Task directions — Copy the records below verbatim, from the first line through the line containing "x=606 y=291", inclusive, and output nothing else.

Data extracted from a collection

/---

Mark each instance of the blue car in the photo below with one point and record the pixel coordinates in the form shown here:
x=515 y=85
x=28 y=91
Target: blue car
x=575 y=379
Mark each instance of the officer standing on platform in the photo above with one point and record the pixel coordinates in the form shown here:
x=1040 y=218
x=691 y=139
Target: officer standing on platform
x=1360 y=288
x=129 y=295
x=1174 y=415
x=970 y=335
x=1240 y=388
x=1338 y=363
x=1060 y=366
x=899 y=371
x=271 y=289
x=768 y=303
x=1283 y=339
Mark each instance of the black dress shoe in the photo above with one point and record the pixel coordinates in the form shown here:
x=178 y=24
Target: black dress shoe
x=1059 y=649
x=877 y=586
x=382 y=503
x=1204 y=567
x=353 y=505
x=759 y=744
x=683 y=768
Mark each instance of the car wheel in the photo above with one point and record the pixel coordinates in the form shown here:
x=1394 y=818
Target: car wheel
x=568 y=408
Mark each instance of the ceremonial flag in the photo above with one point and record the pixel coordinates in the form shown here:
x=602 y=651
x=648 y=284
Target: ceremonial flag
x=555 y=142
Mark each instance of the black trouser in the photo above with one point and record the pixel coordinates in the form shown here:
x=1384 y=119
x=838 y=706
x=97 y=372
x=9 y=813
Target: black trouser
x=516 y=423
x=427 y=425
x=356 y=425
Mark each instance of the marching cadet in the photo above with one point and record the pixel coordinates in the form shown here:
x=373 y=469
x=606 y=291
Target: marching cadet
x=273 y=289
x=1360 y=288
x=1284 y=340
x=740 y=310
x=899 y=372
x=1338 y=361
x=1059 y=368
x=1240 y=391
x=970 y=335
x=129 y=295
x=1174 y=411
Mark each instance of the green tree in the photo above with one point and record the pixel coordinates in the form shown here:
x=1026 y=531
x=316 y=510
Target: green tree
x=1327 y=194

\---

Answer to the problem —
Mark each instance of the blue car in the photo below with one point and record the pixel coordinates in the form shown here:
x=515 y=85
x=28 y=91
Target: blue car
x=575 y=379
Mark each instance of the officer standing on platform in the photo above with one point and record the pixel coordinates in the form shown here:
x=1040 y=218
x=691 y=139
Target: officer standing on platform
x=1360 y=288
x=129 y=295
x=1174 y=415
x=970 y=335
x=1240 y=388
x=1338 y=363
x=1060 y=366
x=899 y=371
x=271 y=289
x=768 y=303
x=1283 y=339
Mark each instance of the black dress shoe in the photo above with one point and record the pixel coordinates in the form shown here:
x=178 y=24
Target: black dress shoe
x=1059 y=649
x=877 y=586
x=382 y=503
x=1204 y=567
x=353 y=505
x=759 y=744
x=683 y=768
Mark each instance of the car wheel in the photo above with one point and record the pixel coordinates in the form shown here:
x=1394 y=818
Target: car wheel
x=568 y=408
Mark each instance of the ceremonial flag in the photo above with one point and record the pixel coordinates in the form shown here:
x=602 y=651
x=648 y=284
Target: ceremonial flag
x=555 y=142
Mark each instance of the black trouser in the photo above with one point and record the pixel coordinates in the form shown here:
x=1384 y=119
x=838 y=706
x=97 y=372
x=9 y=813
Target: black trouser
x=516 y=423
x=427 y=425
x=356 y=425
Mark each instance of the marching cadet in the photo above with one point and record the pixel coordinates in the form shown here:
x=373 y=469
x=606 y=291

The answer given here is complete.